INSTRUCTIONS TO FOLLOW:
Copy the text on Google's Knowledge Graph from "I’ve got your" to "for #juicy #gossip!", swapping "semantic web" for "open web".

EXTRACTED TEXT:
Oh, Google. I know you mean well, but sometimes you just try too hard and come across like a real Chatty Cathy. Even worse, a Chatty Cathy Know-It-All.
I’ve got your back, though. The semantic web is to blame. In your quest to gain a human-like understanding of queries and content, you’ve relied a little too much on the web of information that has been created by the general Internet population. This works well in theory, but you underestimated one thing: Our undying thirst for #juicy #gossip!
At the heart of the matter is Google’s Knowledge Graph. You may know it as the little boxes that answer your questions right at the top of search results, before you have to click on a single link and sometimes before you even know what you’re asking. Google answers your queries and determines what you might be interested in by pulling data from a variety of reputable sites, such as Wikipedia, Freebase and even the CIA World Factbook.
But what happens when Google overreaches? What happens when they sacrifice a little integrity in order to bring you fuller results?

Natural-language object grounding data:
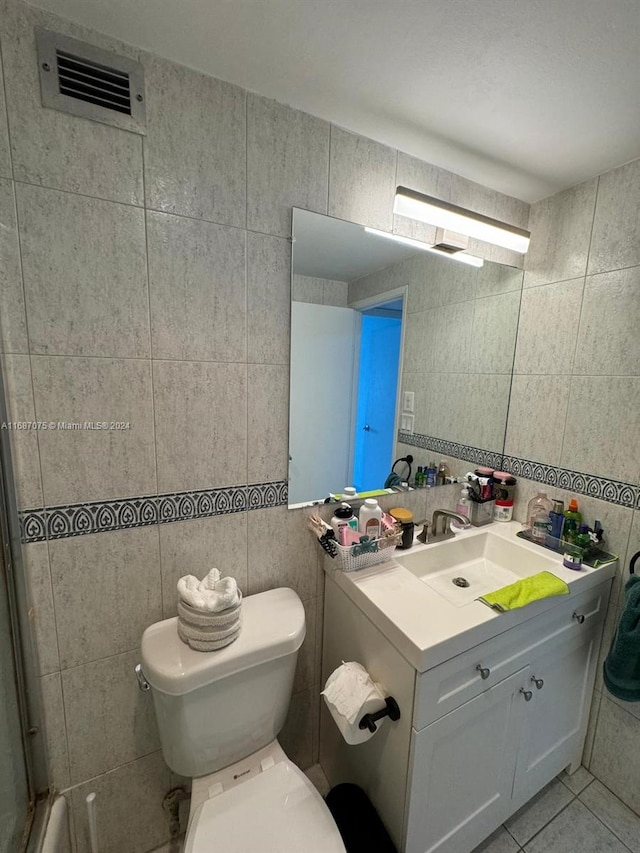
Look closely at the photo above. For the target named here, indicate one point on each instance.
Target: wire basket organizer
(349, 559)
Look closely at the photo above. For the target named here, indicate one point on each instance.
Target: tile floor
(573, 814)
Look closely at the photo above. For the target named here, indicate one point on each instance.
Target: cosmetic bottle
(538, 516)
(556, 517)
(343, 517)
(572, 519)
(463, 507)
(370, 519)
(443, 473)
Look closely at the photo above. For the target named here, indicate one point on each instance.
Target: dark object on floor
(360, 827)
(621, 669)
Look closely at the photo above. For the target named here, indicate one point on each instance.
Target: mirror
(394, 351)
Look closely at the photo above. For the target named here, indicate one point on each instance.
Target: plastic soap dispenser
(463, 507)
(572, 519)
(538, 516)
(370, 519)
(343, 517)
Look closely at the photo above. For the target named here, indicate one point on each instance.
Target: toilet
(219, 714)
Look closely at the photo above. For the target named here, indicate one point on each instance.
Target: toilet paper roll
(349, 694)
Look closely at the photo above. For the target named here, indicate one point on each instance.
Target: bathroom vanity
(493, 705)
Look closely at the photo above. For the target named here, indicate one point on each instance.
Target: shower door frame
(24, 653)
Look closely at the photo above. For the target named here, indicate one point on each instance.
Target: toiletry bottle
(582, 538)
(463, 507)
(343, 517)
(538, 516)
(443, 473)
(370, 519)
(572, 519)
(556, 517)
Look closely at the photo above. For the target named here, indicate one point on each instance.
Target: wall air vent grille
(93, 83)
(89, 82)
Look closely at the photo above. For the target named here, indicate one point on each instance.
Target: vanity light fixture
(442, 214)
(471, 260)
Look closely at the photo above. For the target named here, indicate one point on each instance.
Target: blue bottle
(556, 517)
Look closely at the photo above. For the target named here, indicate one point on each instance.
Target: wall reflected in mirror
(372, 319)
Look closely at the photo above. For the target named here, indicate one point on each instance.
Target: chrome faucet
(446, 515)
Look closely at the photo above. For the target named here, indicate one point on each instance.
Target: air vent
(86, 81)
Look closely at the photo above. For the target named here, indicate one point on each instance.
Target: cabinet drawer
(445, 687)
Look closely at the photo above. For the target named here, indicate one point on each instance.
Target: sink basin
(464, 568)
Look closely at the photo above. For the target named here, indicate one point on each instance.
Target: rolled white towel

...

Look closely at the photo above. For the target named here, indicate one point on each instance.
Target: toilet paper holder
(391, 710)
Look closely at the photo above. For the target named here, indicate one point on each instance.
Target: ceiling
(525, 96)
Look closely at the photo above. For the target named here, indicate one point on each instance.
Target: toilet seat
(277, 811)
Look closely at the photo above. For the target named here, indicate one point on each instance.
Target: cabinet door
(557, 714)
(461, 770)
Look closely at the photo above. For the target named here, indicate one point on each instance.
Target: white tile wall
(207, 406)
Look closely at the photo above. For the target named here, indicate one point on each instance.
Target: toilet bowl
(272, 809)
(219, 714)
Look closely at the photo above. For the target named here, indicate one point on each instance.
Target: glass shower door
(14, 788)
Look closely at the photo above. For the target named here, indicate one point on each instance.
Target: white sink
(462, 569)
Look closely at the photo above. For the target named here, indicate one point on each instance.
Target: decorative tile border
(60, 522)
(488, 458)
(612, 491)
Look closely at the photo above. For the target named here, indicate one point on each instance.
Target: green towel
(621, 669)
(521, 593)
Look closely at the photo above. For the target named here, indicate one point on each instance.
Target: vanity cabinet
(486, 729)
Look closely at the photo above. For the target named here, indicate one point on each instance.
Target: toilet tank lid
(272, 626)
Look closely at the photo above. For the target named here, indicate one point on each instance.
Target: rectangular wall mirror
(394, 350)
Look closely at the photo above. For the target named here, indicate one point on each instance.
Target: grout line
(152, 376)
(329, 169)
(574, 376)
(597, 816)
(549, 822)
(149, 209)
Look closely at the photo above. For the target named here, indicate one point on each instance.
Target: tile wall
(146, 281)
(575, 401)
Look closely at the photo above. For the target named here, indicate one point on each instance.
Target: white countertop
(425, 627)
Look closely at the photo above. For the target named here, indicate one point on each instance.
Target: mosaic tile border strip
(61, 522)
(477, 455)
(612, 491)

--

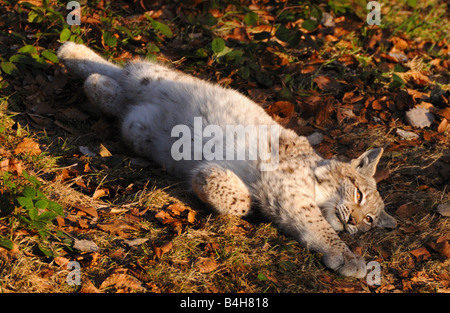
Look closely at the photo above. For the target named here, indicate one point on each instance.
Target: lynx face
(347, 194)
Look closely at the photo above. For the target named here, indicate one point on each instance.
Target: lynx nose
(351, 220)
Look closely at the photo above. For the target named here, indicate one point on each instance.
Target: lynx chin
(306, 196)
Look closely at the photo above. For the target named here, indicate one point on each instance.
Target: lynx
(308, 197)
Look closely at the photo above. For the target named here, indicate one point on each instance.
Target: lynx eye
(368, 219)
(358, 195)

REPLY TO THE EXERCISE:
I’ve got your back, though. The open web is to blame. In your quest to gain a human-like understanding of queries and content, you’ve relied a little too much on the web of information that has been created by the general Internet population. This works well in theory, but you underestimated one thing: Our undying thirst for #juicy #gossip!